„Eine Musikausbildung ist wie ein Angelschein“

Basics für Berufsmusiker

Was erwartet mich heute, wenn ich als Musiker durchstarten will? Was bringt mir eine Ausbildung dafür? Und wie merke ich, ob dieser Beruf das Richtige für mich ist?

Die FMW bildet Berufsmusiker mit Herzblut aus.

Unsere Interviewpartner, Bodo Neumann-Gutzeit und Bernhard Sperrfechter, stehen als Musiker und Dozenten der Frankfurter Musikwerkstatt (FMW) mit beiden Beinen im Musikbusiness. Mit SchlagerPlanet sprechen sie über die heutigen Herausforderungen des Musikbereiches, aber auch über wichtige Eigenschaften und Werte für Berufsmusiker - und für solche, die es werden wollen.

SP: Was sind die heutigen Herausforderungen der Musik-Branche, was blieb gleich, was ändert sich?

B.S.: Eine Herausforderung vor der man als Künstler immer steht, ist, sich richtig zu platzieren. Dabei muss er einerseits die Kunst lieben und das Bedürfnis haben sich auszudrücken und andererseits Möglichkeiten finden, sich selbst zu vermarkten und seine eigene Profession in der Öffentlichkeit darzustellen. Ich glaube, vor allem letzteres hat sich sehr verändert.

B.N-G.: Das liegt meiner Meinung nach auch daran, dass es heute viel einfacher ist, z.B. etwas selbst aufzunehmen oder sich auf einer Website zu präsentieren. Dazu kommen die Möglichkeiten der sozialen Netzwerke. Heutzutage wird eher eine „eierlegende Wollmilchsau“ verlangt, jemand, der, je nach Möglichkeiten, Bereiche von beispielsweise Produktion, Vermarktung und Booking selbst übernimmt.



Bodo Neumann-Gutzeit

Ist Schulleiter der FMW Frankfurter Musikwerkstatt. Er ist Schlagzeuger und hat viele Jahre in der deutschen Worship-Szene mitgewirkt. Den spirituellen und heilenden Aspekt, von Musik findet er selbst hochspannend. Außerdem liebt er an Musik, dass man dabei ganz die Zeit um sich herum vergessen kann.


B.S.: Was sich aber auch noch verändert hat, ist, dass man früher noch den Traum hatte, von einem Projekt, z.B. einer Band, leben zu können. Das würde heute nicht mehr reichen, um einen Musiker zu ernähren. Als Musiker muss man deshalb ein Berufsspektrum abbilden, das alles bedient: Man muss musikalisch viel können, aber auch sehr flexibel sein, um gleichzeitig in mehreren Projekten zu arbeiten. So kann es sein, dass man in mehreren Bands spielt und gleichzeitig eine Lehrtätigkeit ausübt.

B.N-G.: Letztlich ist das ja das große Versprechen von Castingshows: dass man ein Star wird.

» **Schriftliche Aufgabe 1**
Schreiben Sie aus dem Interview zur Musikausbildung den Abschnitt von „Die FMW bildet“ bis „sich sehr verändert.“ wortgetreu ab.
» **Schriftliche Aufgabe 2**
Führen Sie das Interview zur Musikausbildung im Anschluss an seinen letzten Satz mit dem nächsten Abschnitt weiter.
Die Daten stammen aus einer anderen Quelle.

» **Rohdaten**

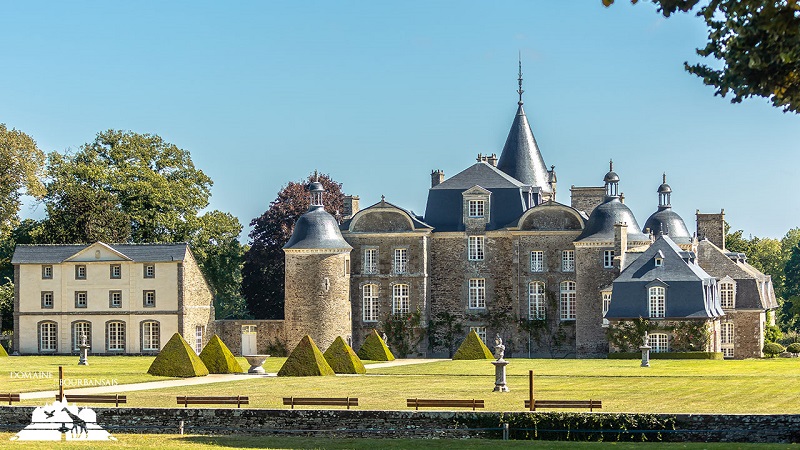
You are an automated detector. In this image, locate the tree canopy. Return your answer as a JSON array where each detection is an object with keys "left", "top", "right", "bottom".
[
  {"left": 242, "top": 174, "right": 344, "bottom": 319},
  {"left": 602, "top": 0, "right": 800, "bottom": 113},
  {"left": 0, "top": 123, "right": 45, "bottom": 237}
]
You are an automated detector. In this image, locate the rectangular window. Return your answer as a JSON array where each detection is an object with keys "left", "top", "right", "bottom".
[
  {"left": 719, "top": 282, "right": 736, "bottom": 309},
  {"left": 469, "top": 278, "right": 486, "bottom": 309},
  {"left": 603, "top": 250, "right": 614, "bottom": 269},
  {"left": 394, "top": 248, "right": 408, "bottom": 273},
  {"left": 468, "top": 236, "right": 484, "bottom": 261},
  {"left": 469, "top": 327, "right": 486, "bottom": 344},
  {"left": 531, "top": 250, "right": 544, "bottom": 272},
  {"left": 469, "top": 200, "right": 484, "bottom": 217},
  {"left": 603, "top": 292, "right": 611, "bottom": 327},
  {"left": 75, "top": 291, "right": 88, "bottom": 308},
  {"left": 649, "top": 333, "right": 669, "bottom": 353},
  {"left": 561, "top": 250, "right": 575, "bottom": 272},
  {"left": 392, "top": 284, "right": 411, "bottom": 315},
  {"left": 143, "top": 291, "right": 156, "bottom": 308},
  {"left": 39, "top": 322, "right": 58, "bottom": 352},
  {"left": 561, "top": 281, "right": 575, "bottom": 320},
  {"left": 106, "top": 322, "right": 125, "bottom": 352},
  {"left": 364, "top": 248, "right": 378, "bottom": 274},
  {"left": 528, "top": 281, "right": 545, "bottom": 320},
  {"left": 647, "top": 286, "right": 667, "bottom": 318},
  {"left": 361, "top": 284, "right": 380, "bottom": 322},
  {"left": 194, "top": 325, "right": 204, "bottom": 355},
  {"left": 108, "top": 291, "right": 122, "bottom": 308},
  {"left": 142, "top": 321, "right": 161, "bottom": 352},
  {"left": 42, "top": 291, "right": 53, "bottom": 309}
]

» **Schriftliche Antwort 1**
Die FMW bildet Berufsmusiker mit Herzblut aus.

Unsere Interviewpartner, Bodo Neumann-Gutzeit und Bernhard Sperrfechter, stehen als Musiker und Dozenten der Frankfurter Musikwerkstatt (FMW) mit beiden Beinen im Musikbusiness. Mit SchlagerPlanet sprechen sie über die heutigen Herausforderungen des Musikbereiches, aber auch über wichtige Eigenschaften und Werte für Berufsmusiker - und für solche, die es werden wollen.

SP: Was sind die heutigen Herausforderungen der Musik-Branche, was blieb gleich, was ändert sich?

B.S.: Eine Herausforderung vor der man als Künstler immer steht, ist, sich richtig zu platzieren. Dabei muss er einerseits die Kunst lieben und das Bedürfnis haben sich auszudrücken und andererseits Möglichkeiten finden, sich selbst zu vermarkten und seine eigene Profession in der Öffentlichkeit darzustellen. Ich glaube, vor allem letzteres hat sich sehr verändert.

» **Schriftliche Antwort 2**
Bernhard Sperrfechter

Beschreibt sich als Musiker, Gitarrist und „Akkord“-Arbeiter aus Leidenschaft und ist für diese Leidenschaft sehr dankbar. Er hat bereits mit vielen Leuten, von Schlagerstars über Bigbands und Jazz gespielt, und sieht sein Talent darin, dass er immer Spaß an der Gitarre gehabt hat und daran, „naiv zu arbeiten“.


SP: Viele Castingshow-Sieger wären ohne fundierte Ausbildung wahrscheinlich gar nicht so weit gekommen. Was sind denn Ihrer Meinung nach die Vorteile einer solchen Ausbildung?

B.N-G.: Ich glaube, mit einer fundierten Ausbildung kann man besser auf Veränderungen im Musikbusiness reagieren – und zwar nicht, weil man unbedingt alles kann, sondern weil man weiß, wo man es findet. Es ist wichtig für einen Künstler, sich immer wieder neu zu erfinden, wenn man ein Leben lang bestehen möchte. Das wird immer mehr gefordert und das ist ja auch ein Teil der Ausbildung bei uns – den Leuten lebenslanges Lernen ans Herz zu legen und beizubringen.

SP: Wie bringen Sie Ihren Studenten das konkret in der Ausbildung bei?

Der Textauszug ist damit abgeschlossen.